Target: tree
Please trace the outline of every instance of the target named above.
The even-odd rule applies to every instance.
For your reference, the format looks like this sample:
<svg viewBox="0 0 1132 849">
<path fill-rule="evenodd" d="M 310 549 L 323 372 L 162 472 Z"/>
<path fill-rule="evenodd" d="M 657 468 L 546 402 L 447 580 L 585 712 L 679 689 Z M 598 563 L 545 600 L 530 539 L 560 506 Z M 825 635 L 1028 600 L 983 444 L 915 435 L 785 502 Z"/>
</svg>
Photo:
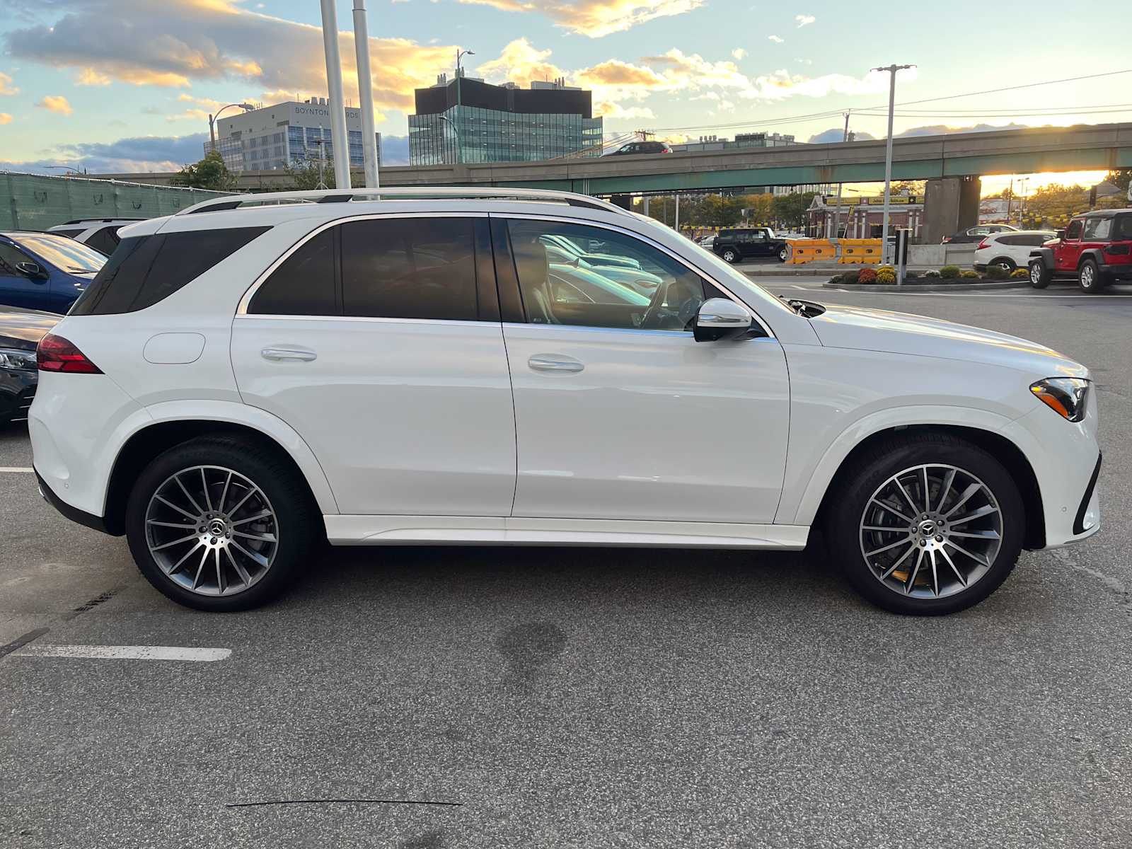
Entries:
<svg viewBox="0 0 1132 849">
<path fill-rule="evenodd" d="M 771 201 L 771 214 L 787 228 L 801 230 L 806 226 L 806 209 L 809 208 L 816 194 L 816 191 L 795 191 L 779 195 Z"/>
<path fill-rule="evenodd" d="M 209 151 L 200 162 L 186 165 L 173 174 L 170 183 L 187 186 L 190 189 L 231 191 L 235 188 L 235 174 L 228 170 L 224 157 L 220 155 L 218 151 Z"/>
<path fill-rule="evenodd" d="M 1118 168 L 1115 171 L 1109 171 L 1105 175 L 1105 179 L 1121 191 L 1126 192 L 1129 190 L 1129 182 L 1132 180 L 1132 168 Z"/>
<path fill-rule="evenodd" d="M 291 187 L 297 191 L 310 191 L 319 188 L 318 186 L 318 161 L 308 161 L 306 165 L 299 165 L 297 168 L 286 169 L 288 175 L 291 178 Z M 333 189 L 336 188 L 334 183 L 334 163 L 327 160 L 323 163 L 323 185 Z"/>
</svg>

----

# Directive:
Copy the whole listing above word for word, leaving out the picture.

# Response to this exercise:
Target: tree
Please trace the outline of every instance of the target named above.
The even-odd rule applies to every instance.
For your reference, the format looks like this sample:
<svg viewBox="0 0 1132 849">
<path fill-rule="evenodd" d="M 310 549 L 323 372 L 162 472 Z"/>
<path fill-rule="evenodd" d="M 657 468 L 546 402 L 447 580 L 585 712 L 679 689 Z M 598 563 L 545 600 L 530 539 L 560 506 Z M 825 635 L 1028 600 L 983 444 L 915 435 L 785 502 Z"/>
</svg>
Photo:
Entries:
<svg viewBox="0 0 1132 849">
<path fill-rule="evenodd" d="M 771 201 L 771 214 L 787 228 L 801 230 L 806 226 L 806 209 L 809 208 L 816 194 L 816 191 L 795 191 L 779 195 Z"/>
<path fill-rule="evenodd" d="M 209 151 L 200 162 L 186 165 L 173 174 L 170 183 L 187 186 L 190 189 L 231 191 L 235 188 L 235 174 L 228 170 L 224 157 L 220 155 L 218 151 Z"/>
<path fill-rule="evenodd" d="M 1118 168 L 1115 171 L 1109 171 L 1105 175 L 1105 179 L 1121 191 L 1126 192 L 1129 190 L 1129 182 L 1132 180 L 1132 168 Z"/>
<path fill-rule="evenodd" d="M 291 187 L 297 191 L 310 191 L 319 188 L 318 186 L 318 161 L 308 161 L 306 165 L 299 165 L 297 168 L 286 169 L 288 175 L 291 178 Z M 333 189 L 336 188 L 334 183 L 334 163 L 327 160 L 323 163 L 323 185 Z"/>
</svg>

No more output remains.